_Passage given_:
========================================
# Belated Gathering Trip Report



## MrFSS (Nov 20, 2009)

Most everyone who was at *The Gathering* who usually posts trip reports has done so. I'm not going to belabor what we have already learned from all those excellent reports, but wanted to share my pictures for any who might be interested.

MrsFSS and I, in addition to the Boston trip also traveled to Northern Wisconsin after we returned to Chicago from Boston. All together, over 740 pictures and you can pick and choose which ones you want to look at that are of interest to you.

If you go to *THIS* link it will have all the pictures divided up by different days and activities. Click on which ever one you like.

I have some videos I'll try to share later on.

Sharon and I had a great time, enjoyed meeting new folks and catching up with those we had met before.

What a great forum and membership we have.

Let's double the attendance in 2010!


----------



## Bob Dylan (Nov 20, 2009)

MrFSS said:


> Most everyone who was at *The Gathering* who usually posts trip reports has done so. I'm not going to belabor what we have already learned from all those excellent reports, but wanted to share my pictures for any who might be interested.
> MrsFSS and I, in addition to the Boston trip also traveled to Northern Wisconsin after we returned to Chicago from Boston. All together, over 740 pictures and you can pick and choose which ones you want to look at that are of interest to you.
> 
> If you go to *THIS* link it will have all the pictures divided up by different days and activities. Click on which ever one you like.
> ...


Thanks Tom for the great pics as always! Did you get to visit the NYC Museum, Ive seen it as Ive gone by on the LSL but never got to visit!

I didnt get to attend this years Gathering but thanks to yalls reports and pics it was the next best thing to bein g there!


----------



## MrFSS (Nov 20, 2009)

jimhudson said:


> Thanks Tom for the great pics as always! Did you get to visit the NYC Museum, Ive seen it as Ive gone by on the LSL but never got to visit!I didnt get to attend this years Gathering but thanks to yalls reports and pics it was the next best thing to bein g there!


We didn't go to NYC so I missed that museum!


----------



## the_traveler (Nov 20, 2009)

I've only saw it numerous times while passing thru Elkhart on the LSL and CL. I've always wanted to visit. Now I just have to find an excuse to go to Elkhart! :lol:

Is there an Elkhart loophole? :huh:


----------



## the_traveler (Nov 20, 2009)

Tom, I wondering about something?



> First full day in *Bioston*


Where is Bioston? :huh: That's one of the few places I haven't been yet! I may want to add it to my total! :lol:


----------



## MrFSS (Nov 20, 2009)

the_traveler said:


> Tom, I wondering about something?
> 
> 
> > First full day in *Bioston*
> ...


OK - I fixed it.
========================================
_The request_: Write out the part of the Gathering trip report thread that starts with the words containing "# Belated Gathering" and ends with "share later on.", copying it word for word.
========================================
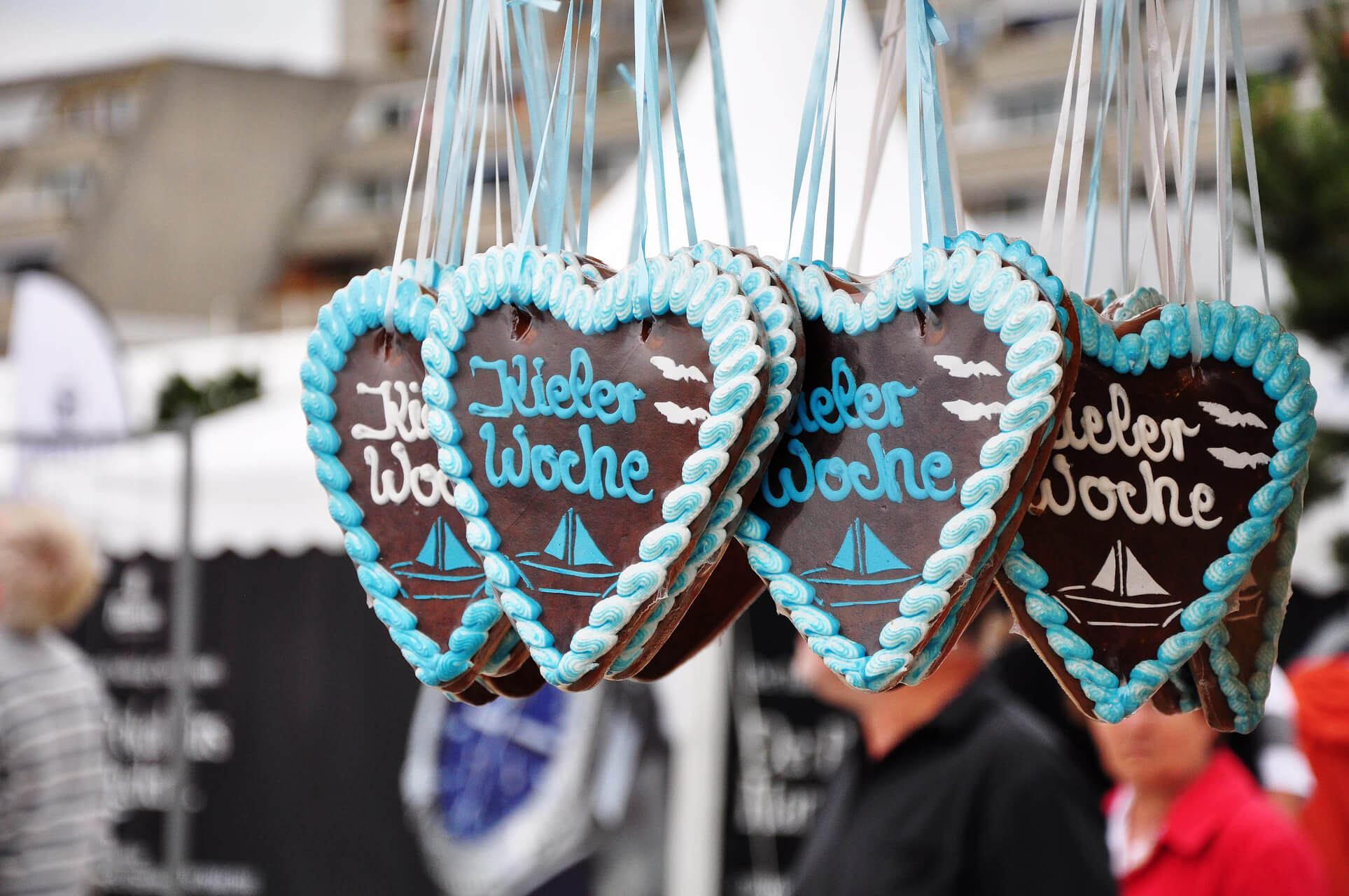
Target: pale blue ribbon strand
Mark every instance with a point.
(810, 112)
(691, 228)
(1238, 58)
(412, 176)
(589, 145)
(725, 139)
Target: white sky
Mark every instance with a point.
(39, 37)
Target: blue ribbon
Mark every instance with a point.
(679, 145)
(810, 113)
(725, 141)
(1238, 58)
(554, 202)
(1112, 14)
(589, 149)
(823, 112)
(930, 172)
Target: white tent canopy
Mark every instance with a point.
(254, 484)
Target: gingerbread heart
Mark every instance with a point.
(589, 432)
(1167, 482)
(919, 423)
(787, 354)
(508, 672)
(977, 594)
(377, 461)
(1231, 671)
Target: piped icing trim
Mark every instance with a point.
(1036, 269)
(1120, 308)
(352, 312)
(1009, 307)
(1248, 339)
(1247, 698)
(531, 277)
(776, 314)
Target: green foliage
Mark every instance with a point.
(1302, 157)
(181, 398)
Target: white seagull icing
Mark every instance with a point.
(1233, 459)
(965, 369)
(970, 412)
(679, 373)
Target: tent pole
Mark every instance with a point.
(183, 647)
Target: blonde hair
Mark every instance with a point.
(49, 570)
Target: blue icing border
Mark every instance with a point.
(1247, 698)
(777, 314)
(1252, 340)
(1035, 267)
(352, 312)
(1024, 324)
(531, 277)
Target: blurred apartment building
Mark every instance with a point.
(351, 220)
(162, 188)
(189, 197)
(1008, 69)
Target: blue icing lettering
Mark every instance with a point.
========================================
_Response below_:
# Belated Gathering Trip Report



## MrFSS (Nov 20, 2009)

Most everyone who was at *The Gathering* who usually posts trip reports has done so. I'm not going to belabor what we have already learned from all those excellent reports, but wanted to share my pictures for any who might be interested.

MrsFSS and I, in addition to the Boston trip also traveled to Northern Wisconsin after we returned to Chicago from Boston. All together, over 740 pictures and you can pick and choose which ones you want to look at that are of interest to you.

If you go to *THIS* link it will have all the pictures divided up by different days and activities. Click on which ever one you like.

I have some videos I'll try to share later on.